Dr. Alam, a staff anesthesiologist at Toronto’s Sunnybrook Hospital and co-founder of the Collaborative Human Immersive Interaction Laboratory, is currently testing a VR training system that he thinks will revolutionize how students learn in his field of medicine. He says it will be live and in use by the end of this year alongside physical training methods, which rely heavily on mannequins.

“It can only enhance learning,” he said. “There are times when they’ll complement each other.”

The system primarily uses the HTC Vive, a VR headset that works in conjunction with sensors placed around a room to create an immersive virtual environment that the wearer can move around in. Users also hold controllers to simulate hand movements and actions.

In conjunction with a team of researchers and developers at Sunnybrook and the University of Ontario Institute of Technology, Dr. Alam has virtually recreated one of the hospital’s operating rooms. The VR version is very faithful to the real thing, he says, right down to the placement of vials and drawers.

The value of the recreation is its ability to simulate various crisis events, which currently can only be addressed on a theoretical basis in real-world training sessions; students have had to imagine a training mannequin going into cardiac arrest, but with VR, they’ll be able to see it happen and react accordingly.

Almost as importantly, they will be able to train wherever they may be. The system will also work with Oculus Rift and potentially other VR headsets, which means students can use it at home and avoid having to travel to a properly equipped hospital or clinic.

“There are certain elements where we can use … VR to replace how much time or the lack of accessibility there is with the mannequin-based simulation,” Dr. Alam said.

Developing the system wasn’t easy. Though commercially available VR headsets can cost as little as a few hundred dollars each, developing software for them is expensive. Creating the operating room took hundreds of hours over six months, for example, and generating a single crisis event cost about $30,000.

It’s for those reasons that VR and its cousin, augmented reality (AR) – which involves overlaying the real world with interactive computer graphics through some form of screen or glasses, rather than a fully immersive headset – have failed to live up to the hype they generated a few years ago.

The technologies were expected to be big in the consumer space, particularly gaming, but when that didn’t happen, industry watchers thought they could take off in enterprise situations such as training.

That pivot also didn’t materialize, largely because of the high cost of developing custom software.

※

Continue the article on virtual reality training for anesthesiology students, picking up after its final sentence.

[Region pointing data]
※

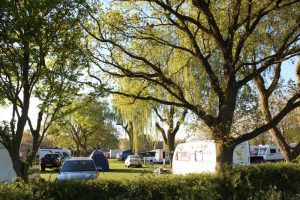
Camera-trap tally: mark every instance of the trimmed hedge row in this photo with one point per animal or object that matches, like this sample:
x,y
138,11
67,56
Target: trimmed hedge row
x,y
264,181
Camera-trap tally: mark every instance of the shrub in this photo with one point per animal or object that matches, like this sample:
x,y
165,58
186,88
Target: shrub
x,y
263,181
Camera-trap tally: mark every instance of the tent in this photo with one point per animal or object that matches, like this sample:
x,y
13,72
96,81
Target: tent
x,y
7,172
100,160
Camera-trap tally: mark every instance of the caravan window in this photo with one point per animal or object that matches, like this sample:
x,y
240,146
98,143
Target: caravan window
x,y
65,154
183,156
262,151
199,156
272,150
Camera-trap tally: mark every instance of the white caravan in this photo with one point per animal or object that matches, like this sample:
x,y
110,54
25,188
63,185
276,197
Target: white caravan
x,y
64,152
200,156
269,152
7,172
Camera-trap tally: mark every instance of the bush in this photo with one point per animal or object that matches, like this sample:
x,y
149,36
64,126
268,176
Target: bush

※

▶ **Result of this exercise**:
“That becomes a return-on-investment issue,” said Duncan Stewart, director of technology, media and telecommunications research for Deloitte Canada.

With the hardware now generally working and affordable, experts believe the focus needs to shift if VR and AR are to become truly viable workplace-training tools.

“The biggest thing holding this back is the content creation,” said Michael Barnett-Cowan, an assistant professor of neuroscience at the University of Waterloo. “The recognition is starting to emerge that the industry needs to create development tools that enable people to create their content much more easily.”

Dr. Alam believes the hard part is over for his team. They now have a software base from which to work, so further iterations of their training system should be easier and cheaper to produce. Once their project goes into use, they also plan to release it publicly as open-source software, thus allowing other hospitals to use it freely.

And medicine may be one of the fields in which the relatively high cost of VR and AR development makes sense, according to Rekha Ranganathan, president of Montreal-based CAE Healthcare. The potential benefits, as Sunnybrook’s efforts with anesthesia training suggest, are too great to ignore.

CAE, which got its start in aviation simulators in 1947, entered the health-care business in 2011 in anticipation of a burgeoning market. The company is now seeing double-digit growth as organizations adopt its AR-based simulators, which use Microsoft’s HoloLens headset.

“This is what they’re thinking about for training centres for the future,” Ms. Ranganathan said. “From a health-care perspective, I don’t see this going away. We are just at the tip of the iceberg.”